What to do >> Output nothing but the lines from the line with "Could you point out the blurred spectator" through the end of the listing below, both ends included.

Data lines >>
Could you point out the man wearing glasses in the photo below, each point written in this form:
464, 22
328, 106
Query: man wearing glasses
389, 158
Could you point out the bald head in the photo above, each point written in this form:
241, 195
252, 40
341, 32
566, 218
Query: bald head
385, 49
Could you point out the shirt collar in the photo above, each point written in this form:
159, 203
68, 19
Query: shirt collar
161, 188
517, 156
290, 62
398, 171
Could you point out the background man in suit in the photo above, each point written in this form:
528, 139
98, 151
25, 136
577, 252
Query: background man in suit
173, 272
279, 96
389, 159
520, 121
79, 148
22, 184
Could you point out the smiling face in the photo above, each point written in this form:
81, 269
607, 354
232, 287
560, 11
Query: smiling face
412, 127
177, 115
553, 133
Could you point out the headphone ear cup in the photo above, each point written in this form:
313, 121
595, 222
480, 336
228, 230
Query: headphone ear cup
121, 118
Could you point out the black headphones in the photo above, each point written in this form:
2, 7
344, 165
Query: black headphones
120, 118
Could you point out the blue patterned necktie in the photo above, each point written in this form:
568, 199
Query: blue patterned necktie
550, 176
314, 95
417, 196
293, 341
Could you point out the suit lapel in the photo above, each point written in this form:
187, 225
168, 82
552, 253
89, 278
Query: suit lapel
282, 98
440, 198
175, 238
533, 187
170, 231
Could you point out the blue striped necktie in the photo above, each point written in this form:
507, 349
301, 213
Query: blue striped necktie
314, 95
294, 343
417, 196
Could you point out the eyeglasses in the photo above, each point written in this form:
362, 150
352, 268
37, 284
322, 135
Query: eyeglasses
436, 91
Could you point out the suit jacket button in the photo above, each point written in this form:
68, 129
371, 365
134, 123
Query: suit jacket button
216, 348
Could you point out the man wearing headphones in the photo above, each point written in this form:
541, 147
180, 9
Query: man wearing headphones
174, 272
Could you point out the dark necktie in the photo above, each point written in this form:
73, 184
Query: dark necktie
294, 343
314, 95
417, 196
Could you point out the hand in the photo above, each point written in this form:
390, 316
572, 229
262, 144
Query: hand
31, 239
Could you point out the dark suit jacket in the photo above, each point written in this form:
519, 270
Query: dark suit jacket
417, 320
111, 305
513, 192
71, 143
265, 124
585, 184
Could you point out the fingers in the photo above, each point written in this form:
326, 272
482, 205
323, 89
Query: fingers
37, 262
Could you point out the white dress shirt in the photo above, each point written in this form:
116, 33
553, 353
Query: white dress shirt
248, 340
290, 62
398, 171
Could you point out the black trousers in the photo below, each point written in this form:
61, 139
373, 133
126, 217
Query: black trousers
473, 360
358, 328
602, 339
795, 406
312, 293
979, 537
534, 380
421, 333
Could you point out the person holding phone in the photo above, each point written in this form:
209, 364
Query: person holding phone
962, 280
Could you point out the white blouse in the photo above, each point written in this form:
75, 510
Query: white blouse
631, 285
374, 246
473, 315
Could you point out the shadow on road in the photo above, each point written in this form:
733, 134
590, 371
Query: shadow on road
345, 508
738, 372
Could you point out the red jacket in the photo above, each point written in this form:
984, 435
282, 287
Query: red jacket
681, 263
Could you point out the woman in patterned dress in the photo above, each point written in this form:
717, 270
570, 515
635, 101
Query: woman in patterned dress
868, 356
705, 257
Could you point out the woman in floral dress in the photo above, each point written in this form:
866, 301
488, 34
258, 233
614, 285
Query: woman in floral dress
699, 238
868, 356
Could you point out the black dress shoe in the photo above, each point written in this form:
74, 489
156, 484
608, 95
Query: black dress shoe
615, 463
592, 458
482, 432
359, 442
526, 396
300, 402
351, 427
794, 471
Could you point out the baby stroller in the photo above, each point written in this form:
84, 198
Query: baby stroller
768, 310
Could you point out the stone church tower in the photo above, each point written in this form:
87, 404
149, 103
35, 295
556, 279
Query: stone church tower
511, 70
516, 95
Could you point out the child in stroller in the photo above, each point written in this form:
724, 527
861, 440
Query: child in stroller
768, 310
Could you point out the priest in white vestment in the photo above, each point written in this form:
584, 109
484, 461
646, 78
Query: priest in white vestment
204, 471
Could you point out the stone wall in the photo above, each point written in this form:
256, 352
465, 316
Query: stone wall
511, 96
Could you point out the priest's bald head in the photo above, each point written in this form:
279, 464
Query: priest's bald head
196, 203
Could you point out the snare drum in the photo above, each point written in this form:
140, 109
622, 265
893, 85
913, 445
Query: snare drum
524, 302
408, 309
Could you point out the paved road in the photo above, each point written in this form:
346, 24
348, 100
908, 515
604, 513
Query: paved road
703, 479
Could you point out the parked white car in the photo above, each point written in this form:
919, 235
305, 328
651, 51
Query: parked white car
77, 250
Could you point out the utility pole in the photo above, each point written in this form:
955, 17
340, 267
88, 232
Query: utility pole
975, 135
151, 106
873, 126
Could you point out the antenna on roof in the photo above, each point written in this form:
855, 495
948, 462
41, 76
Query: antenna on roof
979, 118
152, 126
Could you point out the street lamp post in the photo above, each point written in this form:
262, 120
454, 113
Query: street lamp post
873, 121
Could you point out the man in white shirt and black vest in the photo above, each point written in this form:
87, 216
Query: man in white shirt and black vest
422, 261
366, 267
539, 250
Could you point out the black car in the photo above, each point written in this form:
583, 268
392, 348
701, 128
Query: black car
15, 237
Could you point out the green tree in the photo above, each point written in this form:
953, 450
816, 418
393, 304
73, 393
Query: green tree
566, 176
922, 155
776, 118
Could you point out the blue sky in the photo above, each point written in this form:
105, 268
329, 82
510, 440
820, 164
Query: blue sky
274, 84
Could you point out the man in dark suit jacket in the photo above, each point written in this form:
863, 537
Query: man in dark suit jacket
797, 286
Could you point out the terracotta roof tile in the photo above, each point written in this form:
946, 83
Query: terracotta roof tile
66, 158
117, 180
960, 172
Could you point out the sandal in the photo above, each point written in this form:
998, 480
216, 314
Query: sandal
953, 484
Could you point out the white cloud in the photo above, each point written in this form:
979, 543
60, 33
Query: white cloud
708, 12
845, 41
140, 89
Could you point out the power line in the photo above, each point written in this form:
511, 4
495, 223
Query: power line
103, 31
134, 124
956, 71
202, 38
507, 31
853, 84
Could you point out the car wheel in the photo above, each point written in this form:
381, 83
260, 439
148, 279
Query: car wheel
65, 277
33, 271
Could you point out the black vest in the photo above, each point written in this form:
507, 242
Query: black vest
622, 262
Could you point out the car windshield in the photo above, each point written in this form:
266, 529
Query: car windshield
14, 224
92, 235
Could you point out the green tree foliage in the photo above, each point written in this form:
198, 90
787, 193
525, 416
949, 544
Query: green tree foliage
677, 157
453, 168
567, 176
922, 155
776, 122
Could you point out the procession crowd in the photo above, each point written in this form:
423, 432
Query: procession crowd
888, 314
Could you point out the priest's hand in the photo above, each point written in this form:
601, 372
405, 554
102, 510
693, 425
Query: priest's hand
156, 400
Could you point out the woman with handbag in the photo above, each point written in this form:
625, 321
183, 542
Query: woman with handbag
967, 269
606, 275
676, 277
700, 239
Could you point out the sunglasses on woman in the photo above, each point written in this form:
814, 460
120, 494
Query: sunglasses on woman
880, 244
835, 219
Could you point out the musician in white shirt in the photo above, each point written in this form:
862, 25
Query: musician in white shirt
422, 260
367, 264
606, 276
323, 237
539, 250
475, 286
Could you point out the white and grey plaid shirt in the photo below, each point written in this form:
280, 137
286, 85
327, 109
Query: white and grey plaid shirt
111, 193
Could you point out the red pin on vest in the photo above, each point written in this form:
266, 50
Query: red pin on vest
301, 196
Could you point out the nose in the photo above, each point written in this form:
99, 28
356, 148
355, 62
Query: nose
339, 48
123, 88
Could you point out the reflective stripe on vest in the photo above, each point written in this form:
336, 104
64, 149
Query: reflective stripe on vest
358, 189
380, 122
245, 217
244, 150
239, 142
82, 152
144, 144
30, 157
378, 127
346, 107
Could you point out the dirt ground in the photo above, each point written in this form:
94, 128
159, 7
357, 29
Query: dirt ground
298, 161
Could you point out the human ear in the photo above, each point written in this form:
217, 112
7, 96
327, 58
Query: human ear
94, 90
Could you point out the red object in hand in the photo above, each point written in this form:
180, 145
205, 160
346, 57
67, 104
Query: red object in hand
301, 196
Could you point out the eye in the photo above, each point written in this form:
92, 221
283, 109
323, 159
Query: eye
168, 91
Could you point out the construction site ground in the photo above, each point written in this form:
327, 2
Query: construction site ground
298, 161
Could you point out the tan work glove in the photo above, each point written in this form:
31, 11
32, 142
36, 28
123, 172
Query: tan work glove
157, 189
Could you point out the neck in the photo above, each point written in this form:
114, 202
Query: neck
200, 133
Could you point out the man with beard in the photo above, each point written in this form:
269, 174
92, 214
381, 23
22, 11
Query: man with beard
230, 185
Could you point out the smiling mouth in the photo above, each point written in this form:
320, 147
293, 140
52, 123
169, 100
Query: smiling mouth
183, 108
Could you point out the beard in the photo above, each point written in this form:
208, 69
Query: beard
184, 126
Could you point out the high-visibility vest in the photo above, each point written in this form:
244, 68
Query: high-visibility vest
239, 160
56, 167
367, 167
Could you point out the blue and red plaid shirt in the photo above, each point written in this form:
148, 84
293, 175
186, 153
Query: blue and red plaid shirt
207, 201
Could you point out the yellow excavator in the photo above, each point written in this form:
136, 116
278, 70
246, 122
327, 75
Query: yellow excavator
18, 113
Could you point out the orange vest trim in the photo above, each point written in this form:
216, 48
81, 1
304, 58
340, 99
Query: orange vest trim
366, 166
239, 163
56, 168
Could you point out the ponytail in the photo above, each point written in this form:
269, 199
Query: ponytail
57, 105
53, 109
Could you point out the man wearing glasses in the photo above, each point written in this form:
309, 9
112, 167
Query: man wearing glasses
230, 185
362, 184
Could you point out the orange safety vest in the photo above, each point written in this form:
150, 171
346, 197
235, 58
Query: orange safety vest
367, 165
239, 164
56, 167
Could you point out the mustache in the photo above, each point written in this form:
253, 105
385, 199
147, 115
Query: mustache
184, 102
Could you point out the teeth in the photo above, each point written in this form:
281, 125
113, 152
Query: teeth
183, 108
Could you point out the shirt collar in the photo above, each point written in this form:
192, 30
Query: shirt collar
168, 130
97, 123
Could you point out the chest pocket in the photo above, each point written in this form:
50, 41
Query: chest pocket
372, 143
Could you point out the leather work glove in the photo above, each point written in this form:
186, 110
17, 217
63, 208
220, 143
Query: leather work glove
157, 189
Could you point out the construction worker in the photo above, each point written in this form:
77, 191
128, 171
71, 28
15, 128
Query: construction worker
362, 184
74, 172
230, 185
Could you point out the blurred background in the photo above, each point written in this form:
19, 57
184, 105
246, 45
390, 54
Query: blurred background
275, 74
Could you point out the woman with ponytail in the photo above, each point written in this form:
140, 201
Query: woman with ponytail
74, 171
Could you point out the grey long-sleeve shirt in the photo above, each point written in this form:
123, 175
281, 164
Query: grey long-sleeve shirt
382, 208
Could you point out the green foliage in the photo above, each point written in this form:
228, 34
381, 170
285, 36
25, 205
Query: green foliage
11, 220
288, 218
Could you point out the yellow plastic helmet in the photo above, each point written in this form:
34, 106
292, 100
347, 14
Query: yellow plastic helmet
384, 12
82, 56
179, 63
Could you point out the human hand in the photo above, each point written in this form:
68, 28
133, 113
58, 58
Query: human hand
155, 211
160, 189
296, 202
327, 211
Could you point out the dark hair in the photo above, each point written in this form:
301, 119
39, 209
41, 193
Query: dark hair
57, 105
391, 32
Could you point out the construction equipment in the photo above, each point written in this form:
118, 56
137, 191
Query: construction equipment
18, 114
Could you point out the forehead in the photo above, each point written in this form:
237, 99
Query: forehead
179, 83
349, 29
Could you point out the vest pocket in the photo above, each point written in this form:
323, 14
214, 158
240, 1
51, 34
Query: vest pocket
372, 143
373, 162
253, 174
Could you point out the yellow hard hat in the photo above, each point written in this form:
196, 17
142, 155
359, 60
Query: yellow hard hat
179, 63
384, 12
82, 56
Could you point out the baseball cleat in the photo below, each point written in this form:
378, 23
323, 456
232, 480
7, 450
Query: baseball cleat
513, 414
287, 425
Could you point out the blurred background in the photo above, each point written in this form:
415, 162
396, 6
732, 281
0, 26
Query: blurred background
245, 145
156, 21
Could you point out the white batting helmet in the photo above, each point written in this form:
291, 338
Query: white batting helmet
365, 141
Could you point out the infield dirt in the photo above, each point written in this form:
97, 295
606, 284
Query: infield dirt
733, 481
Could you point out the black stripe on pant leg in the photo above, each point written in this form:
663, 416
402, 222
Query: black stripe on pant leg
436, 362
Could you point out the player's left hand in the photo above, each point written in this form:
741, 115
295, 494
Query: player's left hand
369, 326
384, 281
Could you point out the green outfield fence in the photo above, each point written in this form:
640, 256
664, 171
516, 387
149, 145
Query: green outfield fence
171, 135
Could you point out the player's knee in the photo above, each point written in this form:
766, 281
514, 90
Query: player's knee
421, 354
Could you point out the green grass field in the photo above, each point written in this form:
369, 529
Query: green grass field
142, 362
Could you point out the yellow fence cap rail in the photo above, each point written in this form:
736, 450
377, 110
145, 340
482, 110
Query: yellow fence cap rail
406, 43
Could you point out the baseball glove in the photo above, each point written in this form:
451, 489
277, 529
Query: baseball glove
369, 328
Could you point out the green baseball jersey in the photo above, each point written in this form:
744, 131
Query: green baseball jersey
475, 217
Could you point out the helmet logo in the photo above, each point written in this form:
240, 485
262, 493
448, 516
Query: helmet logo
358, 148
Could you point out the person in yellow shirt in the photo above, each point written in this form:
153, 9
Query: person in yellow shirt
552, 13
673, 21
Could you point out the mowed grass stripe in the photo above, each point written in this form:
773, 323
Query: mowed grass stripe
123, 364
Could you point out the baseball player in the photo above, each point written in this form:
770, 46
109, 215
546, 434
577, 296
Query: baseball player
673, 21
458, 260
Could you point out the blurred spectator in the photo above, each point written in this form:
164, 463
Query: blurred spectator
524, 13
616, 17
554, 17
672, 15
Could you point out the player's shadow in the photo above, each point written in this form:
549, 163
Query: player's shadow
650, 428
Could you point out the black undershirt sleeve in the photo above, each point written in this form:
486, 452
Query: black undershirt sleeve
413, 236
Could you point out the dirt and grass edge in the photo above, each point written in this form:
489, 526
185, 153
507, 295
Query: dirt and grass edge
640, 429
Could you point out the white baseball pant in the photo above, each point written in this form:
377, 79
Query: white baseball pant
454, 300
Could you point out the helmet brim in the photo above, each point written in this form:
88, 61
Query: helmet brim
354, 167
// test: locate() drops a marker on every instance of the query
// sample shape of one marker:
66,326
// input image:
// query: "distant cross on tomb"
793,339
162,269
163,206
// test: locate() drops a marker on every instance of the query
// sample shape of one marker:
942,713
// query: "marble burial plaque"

Task response >>
Could you point out the blurred spectator in the photo above, each point written in this form:
164, 463
Query: blurred spectator
524, 13
616, 17
554, 17
672, 15
Could you point out the player's shadow in the photo above, each point written in this form:
549, 163
Query: player's shadow
650, 428
Could you point out the black undershirt sleeve in the photo above, each point written in this form:
486, 452
Query: black undershirt sleeve
413, 236
Could you point out the dirt and grass edge in the photo above, each point written in this form:
489, 526
185, 153
507, 295
Query: dirt and grass edge
640, 429
Could you point out the white baseball pant in the photo above, each point written in this form:
377, 79
Query: white baseball pant
454, 300
Could you point out the helmet brim in the photo above, each point written in this form:
88, 61
Query: helmet brim
354, 167
// test: locate() drops a marker on every instance of the query
// sample shape of one marker:
66,326
// input image:
// query: "distant cross on tomb"
793,339
162,269
163,206
// test: locate() drops a marker on every instance of the query
// sample shape of one marker:
942,713
// query: "marble burial plaque"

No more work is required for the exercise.